=== Aim ===
Reproduce every line of the material below verbatim, keeping each character, number and line break unchanged.
##### Task inputs #####
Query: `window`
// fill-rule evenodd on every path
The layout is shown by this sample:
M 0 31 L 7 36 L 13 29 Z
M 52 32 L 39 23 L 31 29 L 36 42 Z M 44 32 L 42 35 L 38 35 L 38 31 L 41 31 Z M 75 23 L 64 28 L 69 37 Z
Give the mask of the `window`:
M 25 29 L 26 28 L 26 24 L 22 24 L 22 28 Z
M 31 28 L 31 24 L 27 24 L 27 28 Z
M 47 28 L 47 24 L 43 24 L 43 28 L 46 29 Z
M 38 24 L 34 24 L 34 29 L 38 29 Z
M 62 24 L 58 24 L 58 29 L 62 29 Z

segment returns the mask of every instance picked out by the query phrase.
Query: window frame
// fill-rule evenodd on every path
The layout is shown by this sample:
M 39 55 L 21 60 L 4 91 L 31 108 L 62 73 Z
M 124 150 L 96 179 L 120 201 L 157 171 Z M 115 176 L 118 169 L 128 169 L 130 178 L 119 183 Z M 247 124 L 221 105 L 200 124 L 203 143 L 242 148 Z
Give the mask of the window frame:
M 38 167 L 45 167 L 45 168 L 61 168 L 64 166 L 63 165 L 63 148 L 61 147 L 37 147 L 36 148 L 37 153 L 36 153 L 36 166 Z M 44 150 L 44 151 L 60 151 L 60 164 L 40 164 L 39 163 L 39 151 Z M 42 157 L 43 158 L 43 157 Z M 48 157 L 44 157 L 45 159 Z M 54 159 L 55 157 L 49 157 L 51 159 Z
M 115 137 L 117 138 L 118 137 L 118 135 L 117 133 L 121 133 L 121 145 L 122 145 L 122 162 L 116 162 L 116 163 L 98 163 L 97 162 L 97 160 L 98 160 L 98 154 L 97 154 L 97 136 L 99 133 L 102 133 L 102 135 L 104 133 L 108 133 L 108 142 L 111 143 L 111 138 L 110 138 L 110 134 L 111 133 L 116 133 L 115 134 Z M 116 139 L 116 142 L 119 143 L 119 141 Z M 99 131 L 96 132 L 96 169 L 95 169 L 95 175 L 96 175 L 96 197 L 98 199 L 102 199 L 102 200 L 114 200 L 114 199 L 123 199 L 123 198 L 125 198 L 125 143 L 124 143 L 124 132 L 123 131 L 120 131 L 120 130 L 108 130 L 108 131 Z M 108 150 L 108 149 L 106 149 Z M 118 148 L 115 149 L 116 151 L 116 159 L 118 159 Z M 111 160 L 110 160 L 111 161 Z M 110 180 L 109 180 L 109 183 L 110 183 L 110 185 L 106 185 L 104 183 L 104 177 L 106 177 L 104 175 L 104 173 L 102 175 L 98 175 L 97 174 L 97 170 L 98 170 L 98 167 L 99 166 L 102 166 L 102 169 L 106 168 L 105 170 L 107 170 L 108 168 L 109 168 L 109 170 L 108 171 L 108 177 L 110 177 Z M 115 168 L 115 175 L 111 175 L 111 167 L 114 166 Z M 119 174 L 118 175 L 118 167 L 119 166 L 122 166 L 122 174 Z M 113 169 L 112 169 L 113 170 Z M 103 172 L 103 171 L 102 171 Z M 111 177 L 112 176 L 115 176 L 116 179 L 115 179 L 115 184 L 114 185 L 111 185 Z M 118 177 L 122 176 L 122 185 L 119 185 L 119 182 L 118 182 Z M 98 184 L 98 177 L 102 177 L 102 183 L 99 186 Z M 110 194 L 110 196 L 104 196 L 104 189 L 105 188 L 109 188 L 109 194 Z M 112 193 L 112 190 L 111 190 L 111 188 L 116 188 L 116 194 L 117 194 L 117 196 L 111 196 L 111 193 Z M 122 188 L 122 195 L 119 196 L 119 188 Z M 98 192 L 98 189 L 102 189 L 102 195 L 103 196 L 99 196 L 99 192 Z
#####
=== Complete output ===
Query: `window`
// fill-rule evenodd on every path
The layout is shown by this sample:
M 0 31 L 7 36 L 13 29 Z
M 52 32 L 39 23 L 31 29 L 36 42 Z M 44 32 L 42 35 L 38 35 L 38 31 L 41 31 Z M 75 23 L 64 28 L 69 37 Z
Give the mask of the `window`:
M 25 29 L 26 28 L 26 24 L 22 24 L 22 28 Z
M 31 28 L 31 24 L 27 24 L 27 28 Z
M 47 28 L 47 24 L 43 24 L 43 28 L 46 29 Z
M 38 24 L 34 24 L 34 29 L 38 29 Z
M 62 24 L 58 24 L 58 29 L 62 29 Z

segment returns the mask of every instance picked out by the query phrase.
Query: window frame
// fill-rule evenodd on every path
The layout is shown by this sample:
M 39 55 L 21 60 L 4 91 L 31 108 L 62 73 Z
M 124 150 L 96 179 L 120 201 L 157 171 Z M 115 176 L 118 169 L 128 169 L 130 178 L 119 183 Z M 247 124 L 221 105 L 200 124 L 203 143 L 242 148 Z
Give the mask of the window frame:
M 38 167 L 45 167 L 45 168 L 61 168 L 64 166 L 63 165 L 63 148 L 61 147 L 37 147 L 36 148 L 37 153 L 36 153 L 36 166 Z M 44 150 L 44 151 L 60 151 L 60 164 L 40 164 L 39 163 L 39 151 Z M 42 157 L 43 158 L 43 157 Z M 48 157 L 44 157 L 45 159 Z M 54 159 L 55 157 L 49 157 L 51 159 Z
M 115 137 L 117 138 L 118 137 L 118 135 L 117 133 L 121 133 L 121 145 L 122 145 L 122 162 L 116 162 L 116 163 L 98 163 L 97 162 L 97 160 L 98 160 L 98 154 L 97 154 L 97 136 L 99 133 L 102 133 L 102 135 L 104 133 L 108 133 L 108 142 L 111 143 L 111 138 L 110 138 L 110 134 L 111 133 L 116 133 L 115 134 Z M 116 139 L 116 142 L 119 143 L 119 141 Z M 99 131 L 96 132 L 96 169 L 95 169 L 95 175 L 96 175 L 96 197 L 98 199 L 102 199 L 102 200 L 114 200 L 114 199 L 123 199 L 123 198 L 125 198 L 125 143 L 124 143 L 124 132 L 123 131 L 120 131 L 120 130 L 108 130 L 108 131 Z M 108 150 L 108 149 L 106 149 Z M 118 148 L 115 149 L 116 151 L 116 159 L 118 159 Z M 111 160 L 110 160 L 111 161 Z M 110 180 L 109 180 L 109 183 L 110 183 L 110 185 L 106 185 L 104 183 L 104 177 L 106 177 L 104 175 L 104 173 L 102 175 L 98 175 L 97 174 L 97 170 L 98 170 L 98 167 L 99 166 L 102 166 L 102 169 L 106 168 L 105 170 L 107 170 L 108 168 L 109 168 L 109 170 L 108 171 L 108 177 L 110 177 Z M 115 168 L 115 175 L 111 175 L 111 167 L 114 166 Z M 119 174 L 118 175 L 118 167 L 119 166 L 122 166 L 122 174 Z M 113 169 L 112 169 L 113 170 Z M 103 172 L 103 171 L 102 171 Z M 111 177 L 112 176 L 115 176 L 116 179 L 115 179 L 115 184 L 114 185 L 111 185 Z M 118 177 L 122 176 L 122 185 L 119 185 L 119 182 L 118 182 Z M 98 184 L 98 177 L 102 177 L 102 183 L 99 186 Z M 110 194 L 110 196 L 104 196 L 104 189 L 105 188 L 109 188 L 109 194 Z M 112 193 L 112 190 L 111 190 L 111 188 L 116 188 L 116 194 L 117 194 L 117 196 L 111 196 L 111 193 Z M 122 188 L 122 195 L 119 196 L 119 188 Z M 98 192 L 98 189 L 102 189 L 102 195 L 103 196 L 99 196 L 99 192 Z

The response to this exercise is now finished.